- [Exercices]:
1. D'après le passage sur les fausses bonnes, pourquoi la domesticité n'était-elle pour Marchandon qu'un moyen et non un but ?
2. Restituez mot pour mot la partie du passage sur les fausses bonnes allant de «- Non, cette» jusqu'à «Fausse-Bonne opère rarement.» inclus.

- [Extrait]:
━━━━━━━━━━━━━━━━━━━━━━━━━━━━━━

Les femmes auxquelles je fais allusion ne sauraient être confondues avec les véritables servantes: elles en ont pris le masque seulement. Chez elle le tablier n'est qu'un prétexte, elles sont du type de cette Rose Allacade, une détenue que je visitais naguère à la maison centrale de Clermont, et qui se flattait d'avoir appartenu à la fameuse bande des fausses-bonnes



Ces filles ne font jamais de longs séjours en place: un jour, elles disparaissent subitement. La plupart du temps, on les a prises les yeux fermées, "parce qu'elles n'étaient pas pour rester". - Domestiques de passage!- C'est cette demoiselle élégante "qui ne plaisait pas à Madame"; c'est cette petite personne sèche, aux allures de détraquée, dont on disait que "c'était un type"; c'est cette figure inquiétante "dont les yeux effrayaient sa vieille patronne..."
- Alors, elles reviennent plus tard faire leur coup?
- Non, cette femme est trop lâche. Elles agissent seulement dans les affaires de tout repos qui nécessite plus de doigté que d'énergie; par exemple, lorsqu'il s'agit de découvrir la cachette d'un bas de laine qu'on enlèvera pendant la sortie des maîtres. Camélia Blondeau, arrêtée l'an dernier, appartenait à cette catégorie. Munie de faux certificats, elles entraient dans les meilleures maisons et n'en disparaissait qu'après avoir dévalisé ses maîtres. Mais c'est là l'exception.

La Fausse-Bonne opère rarement.

"La fausse-bonne se contente la plupart du temps de son rôle d'informatrice, signalant au groupement dont elle est l'affiliée "la façon dont il faudra travailler". L'invention de ce procédé revient aux hommes. L'affaire de la rue de Séze et l'affaire Marchandon, l'assassin de Mme Cornet, en sont des exemples retentissants. Marchandon faisait partie d'une bande opérant en condition, c'est à dire sous le couvert de la domesticité. Mais chez lui, elle n'était évidemment qu'un moyen et non un but; puisque loin d'exercer la profession d'un valet de chambre, cet homme menait à Compiègne, où il avait les plus belles relations, une vie fastueuse.
Aujourd'hui, ce rôle d'indicatrices semble presque uniquement réservé aux femmes. Je vous cite, parmi les plus tristement célèbres, Marthe Ellanie qui purge sa peine à la Nouvelle; la femme Trube qui se suicida en se perçant le cœur avec une aiguille; et cette extraordinaire Georgette Goha, arrêtée peu après la mort du général Chabisseau.

━━━━━━━━━━━━━━━━━━━━━━━━━━━━━━

- [Extraits de données d'étiquetage de lieux]:

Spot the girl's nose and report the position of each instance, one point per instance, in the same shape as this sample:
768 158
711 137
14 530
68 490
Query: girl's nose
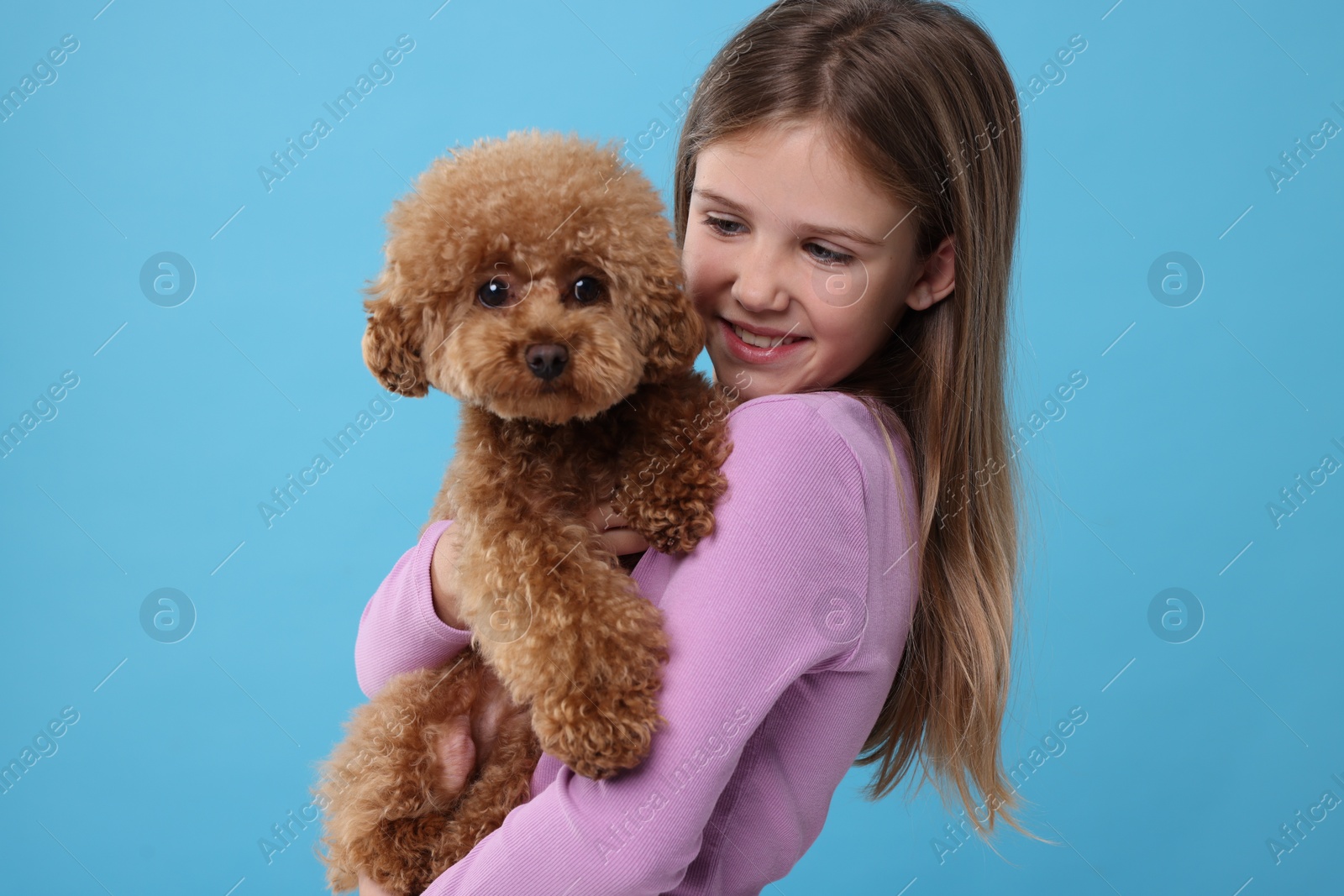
761 284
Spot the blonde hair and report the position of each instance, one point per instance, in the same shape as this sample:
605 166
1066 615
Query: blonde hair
921 100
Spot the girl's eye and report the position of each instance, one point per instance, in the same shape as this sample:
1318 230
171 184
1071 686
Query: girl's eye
830 257
495 293
719 223
823 254
588 289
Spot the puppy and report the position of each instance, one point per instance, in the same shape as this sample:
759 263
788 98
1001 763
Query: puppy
535 280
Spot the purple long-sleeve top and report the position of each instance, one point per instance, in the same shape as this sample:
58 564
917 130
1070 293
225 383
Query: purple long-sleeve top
785 627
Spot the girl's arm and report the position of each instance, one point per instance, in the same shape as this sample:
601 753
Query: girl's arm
746 616
401 631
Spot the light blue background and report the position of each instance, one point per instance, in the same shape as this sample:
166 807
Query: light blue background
1158 474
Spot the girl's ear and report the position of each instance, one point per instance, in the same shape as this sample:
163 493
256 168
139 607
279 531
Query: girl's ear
937 278
394 336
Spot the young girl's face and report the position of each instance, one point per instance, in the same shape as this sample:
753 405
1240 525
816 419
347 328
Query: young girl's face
799 265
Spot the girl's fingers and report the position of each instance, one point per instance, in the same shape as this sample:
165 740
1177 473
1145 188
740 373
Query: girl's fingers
456 755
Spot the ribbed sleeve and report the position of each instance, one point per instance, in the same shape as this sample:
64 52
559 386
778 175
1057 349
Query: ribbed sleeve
769 604
400 631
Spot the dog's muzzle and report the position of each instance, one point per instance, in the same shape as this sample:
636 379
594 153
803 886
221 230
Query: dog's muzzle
548 360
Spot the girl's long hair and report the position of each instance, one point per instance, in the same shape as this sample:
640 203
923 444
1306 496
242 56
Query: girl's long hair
921 100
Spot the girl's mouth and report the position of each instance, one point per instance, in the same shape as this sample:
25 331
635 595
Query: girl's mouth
757 349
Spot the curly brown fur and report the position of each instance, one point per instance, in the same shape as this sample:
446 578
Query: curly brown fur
625 419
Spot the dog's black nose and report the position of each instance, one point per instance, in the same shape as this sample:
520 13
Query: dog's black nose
548 360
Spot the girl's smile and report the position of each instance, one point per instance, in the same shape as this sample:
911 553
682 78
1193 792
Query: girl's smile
797 264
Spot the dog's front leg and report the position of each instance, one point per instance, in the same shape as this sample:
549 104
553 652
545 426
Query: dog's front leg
568 633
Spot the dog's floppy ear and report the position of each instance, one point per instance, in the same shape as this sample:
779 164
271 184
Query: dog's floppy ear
394 336
669 327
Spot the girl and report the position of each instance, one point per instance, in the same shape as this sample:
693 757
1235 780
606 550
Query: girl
846 199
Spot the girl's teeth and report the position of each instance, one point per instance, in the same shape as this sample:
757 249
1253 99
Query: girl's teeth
763 342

━━━━━━━━━━━━━━━━━━━━━━━━━━━━━━

- [Réponses]:
1. Loin d'exercer réellement la profession de valet de chambre, Marchandon menait à Compiègne une vie fastueuse, où il avait les plus belles relations. Servir en condition ne lui servait donc qu'à couvrir les activités de sa bande.

2.
- Non, cette femme est trop lâche. Elles agissent seulement dans les affaires de tout repos qui nécessite plus de doigté que d'énergie; par exemple, lorsqu'il s'agit de découvrir la cachette d'un bas de laine qu'on enlèvera pendant la sortie des maîtres. Camélia Blondeau, arrêtée l'an dernier, appartenait à cette catégorie. Munie de faux certificats, elles entraient dans les meilleures maisons et n'en disparaissait qu'après avoir dévalisé ses maîtres. Mais c'est là l'exception.

La Fausse-Bonne opère rarement.